• Instruction: Copy the lines in the items below word for word, starting at the line that contains "If you could point out the sky" and stopping after the line that contains "If you could point out the water".

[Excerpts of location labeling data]
::::::::::
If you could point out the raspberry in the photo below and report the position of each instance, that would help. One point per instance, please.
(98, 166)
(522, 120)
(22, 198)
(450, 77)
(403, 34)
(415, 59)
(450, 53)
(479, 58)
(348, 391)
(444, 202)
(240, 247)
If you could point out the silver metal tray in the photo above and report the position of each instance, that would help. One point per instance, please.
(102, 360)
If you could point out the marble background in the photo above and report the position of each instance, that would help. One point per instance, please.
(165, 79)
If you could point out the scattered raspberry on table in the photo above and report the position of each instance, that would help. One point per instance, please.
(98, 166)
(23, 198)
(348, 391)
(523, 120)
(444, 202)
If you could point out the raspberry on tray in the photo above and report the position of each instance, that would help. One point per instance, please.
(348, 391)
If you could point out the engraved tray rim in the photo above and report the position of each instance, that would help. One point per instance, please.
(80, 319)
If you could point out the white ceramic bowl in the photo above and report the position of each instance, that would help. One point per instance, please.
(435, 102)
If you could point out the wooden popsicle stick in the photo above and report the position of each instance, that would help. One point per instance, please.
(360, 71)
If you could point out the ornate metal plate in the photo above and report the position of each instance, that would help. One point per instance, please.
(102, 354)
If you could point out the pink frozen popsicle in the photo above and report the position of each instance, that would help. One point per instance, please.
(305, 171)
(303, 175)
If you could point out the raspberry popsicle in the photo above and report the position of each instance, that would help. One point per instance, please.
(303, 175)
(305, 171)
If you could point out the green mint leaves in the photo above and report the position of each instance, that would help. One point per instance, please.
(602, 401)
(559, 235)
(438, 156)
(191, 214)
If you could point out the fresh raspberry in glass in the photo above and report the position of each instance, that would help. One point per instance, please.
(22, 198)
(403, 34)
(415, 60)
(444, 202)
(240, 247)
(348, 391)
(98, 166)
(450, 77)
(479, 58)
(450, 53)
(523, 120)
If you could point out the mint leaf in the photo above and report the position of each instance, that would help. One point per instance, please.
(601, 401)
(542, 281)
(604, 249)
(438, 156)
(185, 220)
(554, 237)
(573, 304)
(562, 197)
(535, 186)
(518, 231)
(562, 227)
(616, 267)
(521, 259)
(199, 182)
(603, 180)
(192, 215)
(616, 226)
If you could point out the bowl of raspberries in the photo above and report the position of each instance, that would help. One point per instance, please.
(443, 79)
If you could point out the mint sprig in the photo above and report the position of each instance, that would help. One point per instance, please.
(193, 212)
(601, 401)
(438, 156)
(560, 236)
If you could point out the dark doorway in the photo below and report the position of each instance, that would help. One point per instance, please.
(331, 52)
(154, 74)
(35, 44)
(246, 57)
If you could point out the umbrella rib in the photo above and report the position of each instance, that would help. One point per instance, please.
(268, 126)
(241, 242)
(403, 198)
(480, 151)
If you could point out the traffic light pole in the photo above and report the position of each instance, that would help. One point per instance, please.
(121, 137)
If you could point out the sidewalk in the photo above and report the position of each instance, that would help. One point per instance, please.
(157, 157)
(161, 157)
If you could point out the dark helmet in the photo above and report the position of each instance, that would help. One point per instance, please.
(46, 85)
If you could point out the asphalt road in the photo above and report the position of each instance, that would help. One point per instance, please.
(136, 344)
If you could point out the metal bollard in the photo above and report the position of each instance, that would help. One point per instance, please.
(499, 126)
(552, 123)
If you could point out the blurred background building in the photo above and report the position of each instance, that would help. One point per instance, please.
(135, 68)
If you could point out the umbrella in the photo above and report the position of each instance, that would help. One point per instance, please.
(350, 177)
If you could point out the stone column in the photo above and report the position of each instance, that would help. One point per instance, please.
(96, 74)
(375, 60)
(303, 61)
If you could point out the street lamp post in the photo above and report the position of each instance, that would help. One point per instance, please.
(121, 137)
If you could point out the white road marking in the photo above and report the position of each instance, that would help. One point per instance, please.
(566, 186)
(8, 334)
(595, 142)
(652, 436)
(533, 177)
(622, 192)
::::::::::
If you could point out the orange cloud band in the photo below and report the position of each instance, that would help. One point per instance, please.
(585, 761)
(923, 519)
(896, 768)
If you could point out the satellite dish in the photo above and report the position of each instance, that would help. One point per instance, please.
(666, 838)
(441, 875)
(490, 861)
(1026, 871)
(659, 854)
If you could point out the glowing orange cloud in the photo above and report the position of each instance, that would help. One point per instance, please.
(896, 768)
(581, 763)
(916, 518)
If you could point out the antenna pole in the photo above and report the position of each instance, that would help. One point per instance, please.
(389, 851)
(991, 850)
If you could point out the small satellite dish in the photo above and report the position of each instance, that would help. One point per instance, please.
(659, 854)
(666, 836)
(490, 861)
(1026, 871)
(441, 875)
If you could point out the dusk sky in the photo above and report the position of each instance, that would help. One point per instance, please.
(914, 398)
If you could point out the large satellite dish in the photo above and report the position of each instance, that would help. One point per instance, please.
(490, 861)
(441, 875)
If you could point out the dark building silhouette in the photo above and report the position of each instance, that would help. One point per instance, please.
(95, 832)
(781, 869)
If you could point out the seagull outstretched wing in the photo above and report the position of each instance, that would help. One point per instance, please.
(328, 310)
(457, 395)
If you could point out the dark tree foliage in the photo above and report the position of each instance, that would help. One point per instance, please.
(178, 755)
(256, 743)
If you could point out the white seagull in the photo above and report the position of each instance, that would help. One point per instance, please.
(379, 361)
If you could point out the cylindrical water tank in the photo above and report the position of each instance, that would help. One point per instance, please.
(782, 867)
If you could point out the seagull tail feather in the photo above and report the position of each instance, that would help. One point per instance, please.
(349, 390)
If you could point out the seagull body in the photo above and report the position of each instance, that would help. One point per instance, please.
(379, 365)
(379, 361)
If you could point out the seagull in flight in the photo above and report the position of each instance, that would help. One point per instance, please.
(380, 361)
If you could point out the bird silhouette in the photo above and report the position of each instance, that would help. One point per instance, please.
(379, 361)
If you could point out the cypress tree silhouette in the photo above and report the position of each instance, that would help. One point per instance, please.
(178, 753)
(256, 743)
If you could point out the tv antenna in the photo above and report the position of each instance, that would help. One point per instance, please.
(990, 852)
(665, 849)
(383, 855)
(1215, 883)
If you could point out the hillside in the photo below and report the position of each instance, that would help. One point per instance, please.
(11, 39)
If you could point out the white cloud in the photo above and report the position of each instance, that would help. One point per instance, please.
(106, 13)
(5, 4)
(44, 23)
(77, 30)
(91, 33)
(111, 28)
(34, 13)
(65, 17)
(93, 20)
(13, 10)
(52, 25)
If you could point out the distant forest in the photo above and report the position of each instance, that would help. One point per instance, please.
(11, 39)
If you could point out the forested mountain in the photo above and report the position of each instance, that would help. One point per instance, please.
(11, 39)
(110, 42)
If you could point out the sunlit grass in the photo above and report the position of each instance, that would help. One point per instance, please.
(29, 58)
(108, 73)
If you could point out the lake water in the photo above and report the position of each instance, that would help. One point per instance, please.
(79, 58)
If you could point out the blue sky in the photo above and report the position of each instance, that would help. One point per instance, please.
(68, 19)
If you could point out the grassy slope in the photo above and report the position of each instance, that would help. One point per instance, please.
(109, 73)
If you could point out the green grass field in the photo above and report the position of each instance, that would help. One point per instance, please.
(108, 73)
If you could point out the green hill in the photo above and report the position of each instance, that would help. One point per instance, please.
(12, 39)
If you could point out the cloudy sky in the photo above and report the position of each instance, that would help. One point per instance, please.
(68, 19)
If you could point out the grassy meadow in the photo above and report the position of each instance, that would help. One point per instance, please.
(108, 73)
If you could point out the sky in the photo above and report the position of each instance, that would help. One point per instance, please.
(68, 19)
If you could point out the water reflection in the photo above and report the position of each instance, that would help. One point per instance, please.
::::::::::
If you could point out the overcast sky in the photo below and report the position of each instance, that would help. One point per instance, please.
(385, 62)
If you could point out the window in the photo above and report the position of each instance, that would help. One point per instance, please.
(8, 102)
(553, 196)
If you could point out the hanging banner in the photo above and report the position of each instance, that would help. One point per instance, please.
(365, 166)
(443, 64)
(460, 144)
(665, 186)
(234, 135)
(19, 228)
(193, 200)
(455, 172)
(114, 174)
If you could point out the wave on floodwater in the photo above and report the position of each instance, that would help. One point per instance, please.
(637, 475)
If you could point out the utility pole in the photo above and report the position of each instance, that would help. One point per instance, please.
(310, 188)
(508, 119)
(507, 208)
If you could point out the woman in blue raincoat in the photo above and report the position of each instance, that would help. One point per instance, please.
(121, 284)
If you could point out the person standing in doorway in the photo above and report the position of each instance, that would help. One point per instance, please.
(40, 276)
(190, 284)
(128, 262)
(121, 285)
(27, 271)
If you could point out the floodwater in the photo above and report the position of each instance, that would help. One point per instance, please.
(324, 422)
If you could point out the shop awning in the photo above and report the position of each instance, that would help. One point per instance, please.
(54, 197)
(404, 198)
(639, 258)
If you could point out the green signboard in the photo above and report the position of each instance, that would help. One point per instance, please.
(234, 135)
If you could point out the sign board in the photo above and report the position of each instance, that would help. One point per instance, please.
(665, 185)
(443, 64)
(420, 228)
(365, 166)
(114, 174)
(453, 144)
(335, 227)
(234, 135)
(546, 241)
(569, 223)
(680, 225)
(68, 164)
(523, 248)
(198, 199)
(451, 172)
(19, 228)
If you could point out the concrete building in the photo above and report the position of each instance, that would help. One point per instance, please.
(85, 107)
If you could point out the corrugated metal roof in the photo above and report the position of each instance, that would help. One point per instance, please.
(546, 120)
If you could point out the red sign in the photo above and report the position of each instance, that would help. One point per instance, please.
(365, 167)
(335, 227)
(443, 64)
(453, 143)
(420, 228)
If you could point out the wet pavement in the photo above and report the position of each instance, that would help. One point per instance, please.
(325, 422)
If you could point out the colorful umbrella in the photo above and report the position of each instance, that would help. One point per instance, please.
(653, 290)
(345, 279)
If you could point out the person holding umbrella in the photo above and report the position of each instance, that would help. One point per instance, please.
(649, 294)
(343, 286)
::::::::::
• Answer below:
If you could point out the sky in the photo above and report the position of each instance, that would help. One point per instance, please.
(68, 19)
If you could point out the water reflection in the photo above and report the position of each instance, that would help. One point per instance, please.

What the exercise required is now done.